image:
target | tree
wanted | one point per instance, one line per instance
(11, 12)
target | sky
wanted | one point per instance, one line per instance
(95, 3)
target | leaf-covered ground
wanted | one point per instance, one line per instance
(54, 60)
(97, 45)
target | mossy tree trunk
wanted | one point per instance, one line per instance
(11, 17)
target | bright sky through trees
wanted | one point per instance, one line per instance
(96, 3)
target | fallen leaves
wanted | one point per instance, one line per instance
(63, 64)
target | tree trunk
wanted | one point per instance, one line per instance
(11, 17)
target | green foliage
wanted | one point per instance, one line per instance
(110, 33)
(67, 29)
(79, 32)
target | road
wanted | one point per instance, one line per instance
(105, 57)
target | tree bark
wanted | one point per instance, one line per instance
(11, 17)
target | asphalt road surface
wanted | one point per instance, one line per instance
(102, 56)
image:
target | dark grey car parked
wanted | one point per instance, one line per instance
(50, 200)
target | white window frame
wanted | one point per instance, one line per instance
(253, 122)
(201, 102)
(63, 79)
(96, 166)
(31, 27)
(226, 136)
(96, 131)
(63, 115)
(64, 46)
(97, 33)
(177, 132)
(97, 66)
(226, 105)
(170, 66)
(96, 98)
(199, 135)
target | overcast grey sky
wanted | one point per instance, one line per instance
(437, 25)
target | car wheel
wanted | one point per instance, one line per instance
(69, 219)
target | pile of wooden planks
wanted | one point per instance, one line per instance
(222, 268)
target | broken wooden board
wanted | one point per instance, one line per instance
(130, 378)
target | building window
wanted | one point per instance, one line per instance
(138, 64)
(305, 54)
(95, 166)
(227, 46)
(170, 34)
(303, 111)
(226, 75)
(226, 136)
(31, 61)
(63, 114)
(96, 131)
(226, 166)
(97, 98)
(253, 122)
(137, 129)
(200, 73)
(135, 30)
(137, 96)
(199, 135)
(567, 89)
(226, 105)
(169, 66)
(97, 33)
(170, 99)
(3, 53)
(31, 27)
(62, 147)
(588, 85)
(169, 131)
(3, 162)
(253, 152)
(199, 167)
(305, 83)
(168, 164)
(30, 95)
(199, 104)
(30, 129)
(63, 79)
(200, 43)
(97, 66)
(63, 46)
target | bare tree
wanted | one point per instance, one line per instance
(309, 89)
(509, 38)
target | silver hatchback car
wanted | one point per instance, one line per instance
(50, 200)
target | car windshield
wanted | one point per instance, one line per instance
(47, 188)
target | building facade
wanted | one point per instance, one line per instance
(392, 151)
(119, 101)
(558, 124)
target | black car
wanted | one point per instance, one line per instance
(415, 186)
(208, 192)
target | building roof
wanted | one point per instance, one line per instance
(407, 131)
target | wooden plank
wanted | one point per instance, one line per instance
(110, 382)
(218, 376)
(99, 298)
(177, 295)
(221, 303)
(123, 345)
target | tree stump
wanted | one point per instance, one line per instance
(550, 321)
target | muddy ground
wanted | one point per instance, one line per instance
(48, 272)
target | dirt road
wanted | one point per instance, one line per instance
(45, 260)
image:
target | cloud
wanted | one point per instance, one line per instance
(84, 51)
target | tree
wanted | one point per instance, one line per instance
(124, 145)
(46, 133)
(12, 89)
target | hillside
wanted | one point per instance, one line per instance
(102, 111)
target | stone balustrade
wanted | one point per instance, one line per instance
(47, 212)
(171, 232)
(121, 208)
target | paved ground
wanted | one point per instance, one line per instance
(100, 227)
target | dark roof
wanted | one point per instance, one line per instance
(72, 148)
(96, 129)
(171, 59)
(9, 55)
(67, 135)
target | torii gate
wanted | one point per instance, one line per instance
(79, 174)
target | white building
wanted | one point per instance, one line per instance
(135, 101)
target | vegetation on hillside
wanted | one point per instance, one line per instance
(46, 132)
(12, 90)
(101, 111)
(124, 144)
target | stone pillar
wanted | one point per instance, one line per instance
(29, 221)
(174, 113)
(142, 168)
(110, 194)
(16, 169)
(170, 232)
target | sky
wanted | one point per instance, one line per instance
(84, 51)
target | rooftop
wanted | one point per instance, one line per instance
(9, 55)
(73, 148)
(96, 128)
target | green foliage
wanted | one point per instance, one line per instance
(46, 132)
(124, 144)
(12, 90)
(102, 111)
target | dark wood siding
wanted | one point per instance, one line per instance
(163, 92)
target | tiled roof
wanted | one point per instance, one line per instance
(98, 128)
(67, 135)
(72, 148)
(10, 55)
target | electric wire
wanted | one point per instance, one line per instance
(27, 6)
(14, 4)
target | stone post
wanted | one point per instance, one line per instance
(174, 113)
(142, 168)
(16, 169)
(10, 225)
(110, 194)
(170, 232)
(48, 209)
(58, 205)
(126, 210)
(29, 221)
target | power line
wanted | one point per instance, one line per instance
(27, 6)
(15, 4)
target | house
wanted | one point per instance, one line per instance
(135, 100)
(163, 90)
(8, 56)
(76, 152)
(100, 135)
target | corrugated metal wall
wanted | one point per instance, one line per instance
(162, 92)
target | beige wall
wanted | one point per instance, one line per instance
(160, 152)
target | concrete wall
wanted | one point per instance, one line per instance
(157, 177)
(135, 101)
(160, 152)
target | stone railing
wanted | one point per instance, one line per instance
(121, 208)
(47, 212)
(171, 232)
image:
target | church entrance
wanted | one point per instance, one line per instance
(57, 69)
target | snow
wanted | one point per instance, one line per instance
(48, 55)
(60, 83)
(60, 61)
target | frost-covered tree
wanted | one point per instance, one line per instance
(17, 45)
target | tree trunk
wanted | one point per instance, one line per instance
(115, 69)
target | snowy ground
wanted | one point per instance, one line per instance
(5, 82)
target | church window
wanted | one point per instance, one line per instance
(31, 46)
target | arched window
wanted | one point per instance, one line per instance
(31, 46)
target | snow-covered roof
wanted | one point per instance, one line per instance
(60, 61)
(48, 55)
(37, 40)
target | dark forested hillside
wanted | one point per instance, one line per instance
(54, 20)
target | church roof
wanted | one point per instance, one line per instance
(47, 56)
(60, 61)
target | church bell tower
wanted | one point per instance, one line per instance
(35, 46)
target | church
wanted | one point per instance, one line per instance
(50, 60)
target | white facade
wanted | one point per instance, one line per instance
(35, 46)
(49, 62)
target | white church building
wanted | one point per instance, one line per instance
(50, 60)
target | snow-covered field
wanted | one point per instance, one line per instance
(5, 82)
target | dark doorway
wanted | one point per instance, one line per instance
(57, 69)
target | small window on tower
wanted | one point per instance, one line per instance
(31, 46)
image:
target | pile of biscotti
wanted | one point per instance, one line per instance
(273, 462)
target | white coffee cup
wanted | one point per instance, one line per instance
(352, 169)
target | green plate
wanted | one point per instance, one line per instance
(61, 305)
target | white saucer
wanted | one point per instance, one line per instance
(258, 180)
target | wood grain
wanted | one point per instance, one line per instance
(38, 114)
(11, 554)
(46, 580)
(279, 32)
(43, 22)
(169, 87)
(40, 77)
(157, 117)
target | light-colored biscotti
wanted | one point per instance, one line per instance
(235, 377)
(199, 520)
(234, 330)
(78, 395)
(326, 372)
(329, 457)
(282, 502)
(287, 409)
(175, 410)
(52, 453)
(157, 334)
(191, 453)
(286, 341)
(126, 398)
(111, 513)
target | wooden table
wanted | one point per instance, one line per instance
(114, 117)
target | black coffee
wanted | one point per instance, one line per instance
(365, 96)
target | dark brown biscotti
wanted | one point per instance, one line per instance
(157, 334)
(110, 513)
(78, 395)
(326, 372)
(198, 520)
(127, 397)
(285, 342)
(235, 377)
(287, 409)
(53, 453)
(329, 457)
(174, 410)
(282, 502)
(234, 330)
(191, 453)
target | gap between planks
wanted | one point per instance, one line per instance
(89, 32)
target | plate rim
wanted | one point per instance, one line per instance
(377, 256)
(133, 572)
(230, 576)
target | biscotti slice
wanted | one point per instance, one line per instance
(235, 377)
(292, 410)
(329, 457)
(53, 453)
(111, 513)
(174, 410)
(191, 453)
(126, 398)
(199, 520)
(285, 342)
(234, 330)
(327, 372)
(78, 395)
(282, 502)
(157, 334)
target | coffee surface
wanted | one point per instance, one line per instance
________
- ASSIGNED TASK -
Copy out each line of the listing where the string "surface" appears.

- SOLUTION -
target | asphalt road surface
target | coffee surface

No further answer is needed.